## START Given entries

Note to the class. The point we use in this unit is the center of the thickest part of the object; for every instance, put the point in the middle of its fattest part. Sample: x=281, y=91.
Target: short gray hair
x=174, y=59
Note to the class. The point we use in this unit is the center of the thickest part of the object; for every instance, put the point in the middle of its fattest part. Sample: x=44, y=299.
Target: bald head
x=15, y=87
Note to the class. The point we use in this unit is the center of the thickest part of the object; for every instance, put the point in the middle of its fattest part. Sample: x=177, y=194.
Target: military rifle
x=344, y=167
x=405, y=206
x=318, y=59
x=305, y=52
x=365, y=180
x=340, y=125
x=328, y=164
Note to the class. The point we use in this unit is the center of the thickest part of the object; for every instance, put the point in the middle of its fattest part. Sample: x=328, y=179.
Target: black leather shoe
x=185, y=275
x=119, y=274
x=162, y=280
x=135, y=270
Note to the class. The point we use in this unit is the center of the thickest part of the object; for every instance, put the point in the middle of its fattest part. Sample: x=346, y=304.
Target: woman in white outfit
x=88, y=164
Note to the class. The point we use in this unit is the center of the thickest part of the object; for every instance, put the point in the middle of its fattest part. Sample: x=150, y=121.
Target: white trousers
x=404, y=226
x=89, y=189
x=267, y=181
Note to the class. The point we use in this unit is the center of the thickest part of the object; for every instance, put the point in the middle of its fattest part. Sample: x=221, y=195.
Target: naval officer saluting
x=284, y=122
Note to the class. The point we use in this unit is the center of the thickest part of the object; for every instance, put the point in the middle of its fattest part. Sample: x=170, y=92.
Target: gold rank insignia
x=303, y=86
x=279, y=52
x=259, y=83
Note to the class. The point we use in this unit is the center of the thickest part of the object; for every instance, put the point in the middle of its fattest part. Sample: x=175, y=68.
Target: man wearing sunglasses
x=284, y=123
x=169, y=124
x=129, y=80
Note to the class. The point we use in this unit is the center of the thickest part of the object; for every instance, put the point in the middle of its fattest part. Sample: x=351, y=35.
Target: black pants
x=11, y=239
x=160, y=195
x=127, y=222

## END Given entries

What is required = Lay out all of the data above as a two-column CSV with the columns input and output, one row for each text and its answer. Enclose every field in quotation marks and replace each line break within a field with a space.

Result for this exercise =
input,output
"Note to the class. The point we use in this unit is the center of the thickest part of the object; for every instance, put the point in the middle of its fattest part. Sample: x=281, y=91. Target: short gray hair","x=174, y=59"
"Note to the class. The point we use in this unit is the center of the thickest part of the object; for every instance, put the point in the middle of its fattest part. Sample: x=44, y=299. Target: bald head","x=15, y=87"
"Note to the class. The point we use in this unit is the center of the thickest part of the object; for every instance, put the point in the middle of its fattest part. Sample: x=177, y=194. Target: military rifle","x=344, y=167 x=405, y=206 x=318, y=59 x=305, y=52 x=365, y=180 x=340, y=125 x=328, y=164"
"Note to the class. The point we use in this unit is the center of the thickest part of the object; for every instance, put the point in the middle of its fattest part. Sample: x=328, y=179. Target: black leather shoe","x=185, y=275 x=119, y=274 x=162, y=280 x=135, y=270"
"Note to the class. The point we use in this unit is the center of the thickest part of the object; for every instance, put the point in the middle of its fattest part. Sample: x=346, y=304. Target: woman in white outfit","x=88, y=164"
"Note to the class. The point we use in this unit is the center of the thickest part of the object; for every instance, put the point in the middle of its fattest part. Sample: x=150, y=121. Target: white trousers","x=404, y=226 x=89, y=189 x=267, y=181"
"Note to the class. The point we use in this unit is the center of the thickest part of the object; for every instance, put the point in the middle of its fattest part. Sample: x=221, y=195. Target: naval officer saluting","x=284, y=122"
"Note to the class. The point we use in this unit is the center of the thickest part of the object; for every instance, put the point in the middle of its fattest part. Sample: x=170, y=92. Target: gold rank insignia","x=303, y=86 x=279, y=52 x=259, y=83"
"Note to the class. The point we use in this unit is the center of the thickest part of the object; for every instance, put the point in the middle of its fattest part. Sample: x=175, y=68. Target: man wearing sunglasses","x=284, y=123 x=169, y=124 x=129, y=80"
"Note to the class. The point we use in this unit is the center of the thickest part of the object; for every instance, put the point in the middle of its fattest part. Sample: x=351, y=35. Target: black pants","x=11, y=239 x=160, y=195 x=127, y=222"